- _GIVEN TASK_: In the rows below, swap "annotate" for "mark" everywhere and leave everything else unchanged. Leave the pictures out of your answer.

- _Collected data_:
* * *

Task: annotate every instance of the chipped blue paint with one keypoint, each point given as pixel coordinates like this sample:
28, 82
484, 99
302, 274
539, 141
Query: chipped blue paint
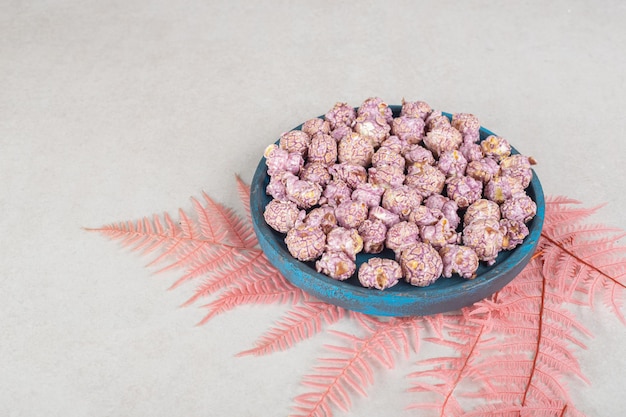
446, 294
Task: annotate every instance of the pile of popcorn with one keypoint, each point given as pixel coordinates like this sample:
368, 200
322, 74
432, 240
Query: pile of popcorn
419, 184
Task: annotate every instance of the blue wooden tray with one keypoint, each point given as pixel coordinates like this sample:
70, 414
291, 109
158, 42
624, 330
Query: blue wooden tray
446, 294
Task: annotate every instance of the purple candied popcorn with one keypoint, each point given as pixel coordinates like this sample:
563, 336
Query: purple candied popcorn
276, 187
388, 218
485, 237
425, 179
304, 193
419, 109
421, 264
410, 129
340, 132
368, 193
471, 151
502, 188
482, 209
281, 215
449, 208
464, 190
305, 243
495, 147
386, 156
468, 125
316, 173
373, 108
335, 193
314, 126
417, 153
460, 260
374, 130
395, 144
518, 167
402, 235
355, 149
278, 160
353, 175
442, 138
336, 265
323, 149
515, 231
439, 234
323, 216
401, 200
521, 208
344, 240
295, 141
386, 176
373, 232
340, 115
452, 163
483, 169
436, 120
379, 273
351, 214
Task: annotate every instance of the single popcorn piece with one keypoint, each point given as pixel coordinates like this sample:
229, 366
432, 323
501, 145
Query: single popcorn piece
515, 231
336, 265
369, 194
374, 233
482, 209
460, 260
305, 243
323, 149
407, 128
351, 214
483, 169
421, 264
353, 175
340, 115
386, 156
379, 273
468, 125
336, 193
401, 236
388, 218
426, 179
416, 109
448, 207
401, 200
295, 141
323, 217
376, 131
419, 154
521, 208
373, 108
316, 173
344, 240
386, 176
452, 163
443, 138
314, 126
355, 149
485, 237
495, 147
464, 190
501, 188
304, 193
279, 160
281, 215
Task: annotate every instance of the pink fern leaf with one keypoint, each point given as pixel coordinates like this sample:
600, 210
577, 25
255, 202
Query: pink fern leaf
302, 322
351, 369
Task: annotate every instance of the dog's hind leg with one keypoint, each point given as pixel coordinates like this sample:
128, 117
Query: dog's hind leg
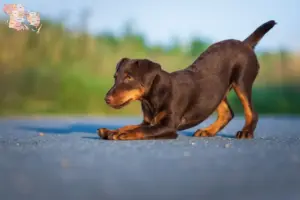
225, 115
244, 92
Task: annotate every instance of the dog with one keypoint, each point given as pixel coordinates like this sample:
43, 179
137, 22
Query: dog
182, 99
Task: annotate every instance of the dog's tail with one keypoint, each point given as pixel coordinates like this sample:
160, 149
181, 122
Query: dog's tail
256, 36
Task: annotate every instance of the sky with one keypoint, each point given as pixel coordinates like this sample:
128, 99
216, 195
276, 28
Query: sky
161, 21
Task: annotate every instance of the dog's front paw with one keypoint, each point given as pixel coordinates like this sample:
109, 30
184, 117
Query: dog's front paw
130, 136
203, 133
244, 134
104, 133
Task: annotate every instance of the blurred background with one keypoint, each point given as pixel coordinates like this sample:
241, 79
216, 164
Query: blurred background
69, 66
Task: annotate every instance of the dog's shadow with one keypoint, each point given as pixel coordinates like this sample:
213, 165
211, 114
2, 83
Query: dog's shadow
90, 129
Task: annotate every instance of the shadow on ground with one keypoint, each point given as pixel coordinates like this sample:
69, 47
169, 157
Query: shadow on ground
89, 128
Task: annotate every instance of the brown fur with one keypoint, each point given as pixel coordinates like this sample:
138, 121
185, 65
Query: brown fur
182, 99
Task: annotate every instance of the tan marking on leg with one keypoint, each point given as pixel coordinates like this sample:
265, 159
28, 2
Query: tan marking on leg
225, 114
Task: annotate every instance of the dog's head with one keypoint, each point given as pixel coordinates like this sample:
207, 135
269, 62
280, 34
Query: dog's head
133, 79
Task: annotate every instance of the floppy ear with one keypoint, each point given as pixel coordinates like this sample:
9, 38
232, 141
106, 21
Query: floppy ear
151, 70
121, 62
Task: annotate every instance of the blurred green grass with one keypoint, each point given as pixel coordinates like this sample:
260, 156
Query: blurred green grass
68, 72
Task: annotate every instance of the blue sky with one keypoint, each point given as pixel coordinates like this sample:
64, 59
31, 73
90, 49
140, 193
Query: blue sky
160, 21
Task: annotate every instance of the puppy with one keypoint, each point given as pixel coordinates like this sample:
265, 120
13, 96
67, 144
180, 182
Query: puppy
182, 99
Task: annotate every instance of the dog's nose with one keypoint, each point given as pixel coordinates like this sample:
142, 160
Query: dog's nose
108, 99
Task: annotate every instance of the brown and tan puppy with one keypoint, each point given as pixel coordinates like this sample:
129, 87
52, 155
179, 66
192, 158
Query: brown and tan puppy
183, 99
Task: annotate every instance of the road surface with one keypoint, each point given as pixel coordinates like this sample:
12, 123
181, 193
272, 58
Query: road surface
63, 158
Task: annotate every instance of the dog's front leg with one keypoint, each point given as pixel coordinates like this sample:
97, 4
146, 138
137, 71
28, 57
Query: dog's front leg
105, 133
146, 133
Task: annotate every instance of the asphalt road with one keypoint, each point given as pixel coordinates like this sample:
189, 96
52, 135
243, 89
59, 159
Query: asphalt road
63, 158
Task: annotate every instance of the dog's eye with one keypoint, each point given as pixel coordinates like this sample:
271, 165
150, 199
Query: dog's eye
128, 78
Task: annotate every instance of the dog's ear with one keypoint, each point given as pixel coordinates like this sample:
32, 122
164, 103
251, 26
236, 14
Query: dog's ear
151, 70
121, 62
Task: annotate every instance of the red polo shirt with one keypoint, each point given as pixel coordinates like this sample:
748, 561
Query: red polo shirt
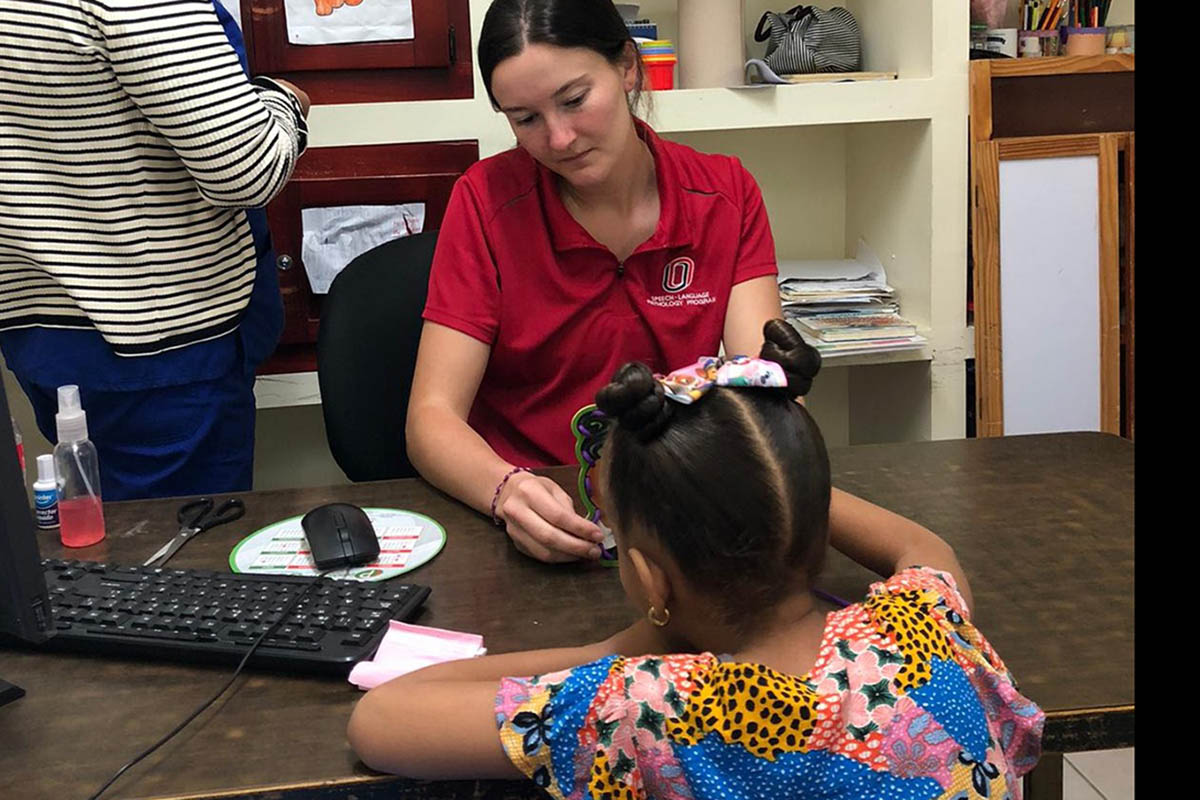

* * *

- _ANSWER TO THE PROBLEM_:
Task: mark every instance of the chipped blue paint with one keypoint, each point given as pixel coordinates like this sample:
28, 82
484, 99
302, 274
539, 141
Query: chipped blue paint
446, 294
Task: mark every instance of the pile of popcorn with one keypoint, each point given as pixel coordinates like this sample:
368, 200
322, 74
432, 240
Query: pile of popcorn
419, 184
Task: mark every instance of the blue wooden tray with one keypoint, each point given as pixel coordinates like this sample:
70, 414
291, 109
158, 42
624, 330
Query: blue wooden tray
446, 294
Task: mark every instance of the purple candied popcorn with one keypoint, each point given as pixel coordinates like this sample:
563, 336
Query: purple candied popcorn
276, 187
388, 218
485, 237
425, 179
304, 193
419, 109
421, 264
410, 129
340, 132
368, 193
471, 151
502, 188
482, 209
281, 215
449, 208
464, 190
305, 243
495, 147
386, 156
468, 125
316, 173
373, 108
335, 193
314, 126
417, 153
460, 260
374, 130
395, 144
518, 167
402, 235
355, 149
278, 160
353, 175
442, 138
336, 265
323, 149
515, 231
439, 234
323, 216
401, 200
521, 208
344, 240
295, 141
386, 176
373, 232
340, 115
452, 163
483, 169
436, 120
379, 273
351, 214
Task: mark every instance of the single popcorn piece with one keypoint, each point given as pixel coordinates like this sample:
229, 366
432, 323
501, 145
Query: single popcorn piece
515, 231
336, 265
369, 194
374, 233
482, 209
460, 260
305, 243
323, 149
407, 128
351, 214
483, 169
421, 264
353, 175
340, 115
386, 156
379, 273
468, 125
336, 193
401, 236
388, 218
426, 179
416, 109
448, 207
401, 200
295, 141
323, 217
376, 131
419, 154
521, 208
373, 108
316, 173
344, 240
386, 176
452, 163
443, 138
314, 126
355, 149
485, 237
495, 147
464, 190
501, 188
304, 193
279, 160
281, 215
Task: mark every instance of the pink fern leaf with one keypoint, each point given as pixel coordinates like this sample:
600, 210
577, 25
255, 202
Query: pink fern leaf
302, 322
351, 369
Task: mark every instance of the dog's hind leg with one keypoint, each point given as pixel coordinates like this sample:
128, 117
Query: dog's hind leg
225, 115
244, 92
Task: mark every instance of the dog with one keypoint, each point given as pixel coordinates like this sample:
43, 179
137, 22
Query: dog
182, 99
Task: mark every instance of the dog's tail with one keypoint, each point given as pixel coordinates like this sample:
160, 149
181, 122
Query: dog's tail
256, 36
Task: mark every instance of the sky with one keypoint, each point given as pixel coordinates like this sample:
128, 99
216, 195
276, 28
Query: sky
161, 21
Task: mark every instance of the dog's front paw with one keypoint, each point given as pixel coordinates like this sample:
109, 30
184, 117
Query: dog's front paw
130, 136
203, 133
244, 134
104, 133
Task: mark every instance of the blurred background with one keypoint, each point given as pixel coordinates like this sample:
241, 79
216, 164
Query: blurred background
69, 66
Task: mark every instance of the dog's shadow with one keypoint, each point given as pixel coordinates like this sample:
213, 165
211, 114
2, 83
Query: dog's shadow
90, 129
Task: mark every instance of the shadow on ground with one keypoint, each point given as pixel coordinates like this sample:
69, 47
169, 157
Query: shadow on ground
89, 128
Task: mark every instance of the brown fur with one keypoint, each point given as pixel coordinates like this sample:
138, 121
185, 65
Query: brown fur
182, 99
Task: mark every instance of the tan marking on leg with one keypoint, each point given as pixel coordinates like this sample:
265, 159
28, 2
Query: tan marking on leg
225, 114
Task: mark every instance of the dog's head with one keypoint, each point given as pixel coordinates like this sample:
207, 135
269, 62
280, 34
Query: dog's head
133, 79
Task: mark every instance of the floppy ear with one keypoint, each point given as pixel coordinates like this sample:
9, 38
232, 141
106, 21
Query: floppy ear
151, 70
121, 62
Task: mark every instance of the blurred green grass with one keypoint, each point given as pixel coordinates like this sample:
260, 156
Query: blurred green grass
68, 72
Task: mark every instance of the blue sky with one keypoint, each point given as pixel coordinates like this sample:
64, 59
31, 73
90, 49
140, 193
Query: blue sky
160, 21
Task: mark every instance of the puppy with one keypoint, each point given as pixel coordinates like this sample:
265, 120
13, 96
67, 144
180, 182
Query: puppy
182, 99
Task: mark every instance of the dog's nose with one keypoint, each point given as pixel coordinates like this sample:
142, 160
Query: dog's nose
108, 99
Task: mark every instance of the brown and tan puppy with one keypoint, each point given as pixel coordinates like this sample:
129, 87
52, 155
179, 66
192, 158
Query: brown and tan puppy
183, 99
Task: mark every instance of the road surface with one keypoint, each point given as pixel coordinates like this sample:
12, 123
181, 193
272, 58
Query: road surface
63, 158
Task: mark every instance of the dog's front leg with one keypoint, each point given as pixel coordinates like this sample:
97, 4
146, 138
137, 71
28, 57
Query: dog's front leg
105, 133
146, 133
Task: mark every instance of the asphalt road with one keypoint, each point given as pixel coordinates like this sample:
189, 96
52, 135
243, 89
59, 159
Query: asphalt road
63, 158
Task: mark every instance of the dog's eye with one keypoint, each point given as pixel coordinates like this sample:
271, 165
150, 199
Query: dog's eye
128, 78
Task: mark every instance of the dog's ear with one keypoint, each point given as pixel coordinates like this sample:
32, 122
164, 103
251, 26
236, 14
Query: dog's ear
151, 70
121, 62
Task: mark every instance of the red polo shirt with one keypoint, each point given as pixel coordinates like this sample:
748, 561
Query: red polo shirt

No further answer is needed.